═════ SOURCE EXCERPT ═════
Transformer Developer Guide

This guide covers the full data transformation pipeline for creating transformers that convert between energy system model formats using CESM (Common Energy System Model) as the interchange format.

1. Architecture

CESM uses a hub-and-spoke architecture. Instead of N x N direct converters between every pair of tools, each tool only needs one import + one export transformer.

 +------------------------------- CESM ----------------------------------+
 |                                                                       |
 |   CESM spec (LinkML) ----gen-python----> Python class                 |
 |        |                                     |                        |
 |        v                                     v                        |
 |   CESM sample (YAML) --linkml-runtime--> validation                   |
 |                                              |                        |
 |                                              v                        |
 |                                    CESM DataFrames (in-memory)        |
 |                                         |        |                    |
 |                                    writer        reader               |
 |                                         |        |                    |
 |                                         v        v                    |
 |                                   CESM DuckDB (on-disk)              |
 |                                                                       |
 +-----------------------------------------------------------------------+
        |          |                                    |          |
     writer     reader                              writer     reader
        |          |                                    |          |
   Model X format (e.g. Spine DB)              Model Y format (e.g. SQLite)
═════ PROVIDED MATERIAL ═════
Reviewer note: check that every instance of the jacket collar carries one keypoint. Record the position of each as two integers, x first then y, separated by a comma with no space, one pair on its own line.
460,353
═════
- **TASKS AND EXERCISES**
1) Update the transformer developer guide by giving everything from "Transformer Developer Guide" down to "one export transformer." again, with "hub-and-spoke" replaced by "star-shaped".
2) In the transformer developer guide, what does each tool need in place of N x N direct converters between every pair of tools?
3) Continue the transformer developer guide from where it stops.

- **RESPONSE LIST**
1)
Transformer Developer Guide

This guide covers the full data transformation pipeline for creating transformers that convert between energy system model formats using CESM (Common Energy System Model) as the interchange format.

1. Architecture

CESM uses a star-shaped architecture. Instead of N x N direct converters between every pair of tools, each tool only needs one import + one export transformer.

2) One import transformer and one export transformer.

3)
        |          |                                    |          |
     reader     writer                              reader     writer
        |          |                                    |          |
 +------+----------+------+                    +-------+----------+------+
 | Transformer script     |                    | Transformer script      |
 | - Config (YAML):       |                    | - Config (YAML):        |
 |   from-CESM / to-CESM  |                    |   from-CESM / to-CESM   |
 | - CESM core functions   |                   | - CESM core functions    |
 | - Purpose-built funcs  |                    | - Purpose-built funcs   |
 +-------------------------+                    +-------------------------+

Data Flow

Each conversion pipeline has up to five components:

Source DB --> Reader --> Source DataFrames --> YAML Transformer --> Python Transformer --> CESM DataFrames --> DuckDB Writer

And the reverse for export:

CESM DuckDB --> DuckDB Reader --> CESM DataFrames --> YAML Transformer --> Python Transformer --> Target DataFrames --> Writer --> Target DB

CESM as Central Interchange Format

CESM (stored in DuckDB and defined by LinkML schema) serves as the canonical data representation:

  • Normalization: All timestamps are UTC, all entity relationships are explicit

  • Versioning: CESM schema versions enable forward compatibility

  • Validation: Central format enables schema validation

  • Storage: DuckDB provides efficient columnar storage with metadata preservation

Components Overview

Component Location Purpose

Reader

src/readers/from_{format}.py

Reads source format into DataFrames

YAML Transformer

src/transformers/{tool}/cesm_v{ver}/{src_ver}/from_{tool}.yaml

Declarative entity/parameter mappings

Python Transformer

src/transformers/{tool}/cesm_v{ver}/{src_ver}/to_cesm.py

Complex logic YAML can’t handle

Writer

src/writers/to_{format}.py

Writes DataFrames to target format

Processing Script

scripts/processing/{format}_to_cesm.py

Orchestrates the full pipeline

Existing Examples

  • FlexTool: src/transformers/irena_flextool/, scripts/processing/flextool_to_cesm.py

  • GridDB: src/transformers/griddb/, scripts/processing/griddb_to_cesm.py


2. DataFrame Conventions

The pipeline uses pandas DataFrames as the universal intermediate representation with specific naming and structure conventions.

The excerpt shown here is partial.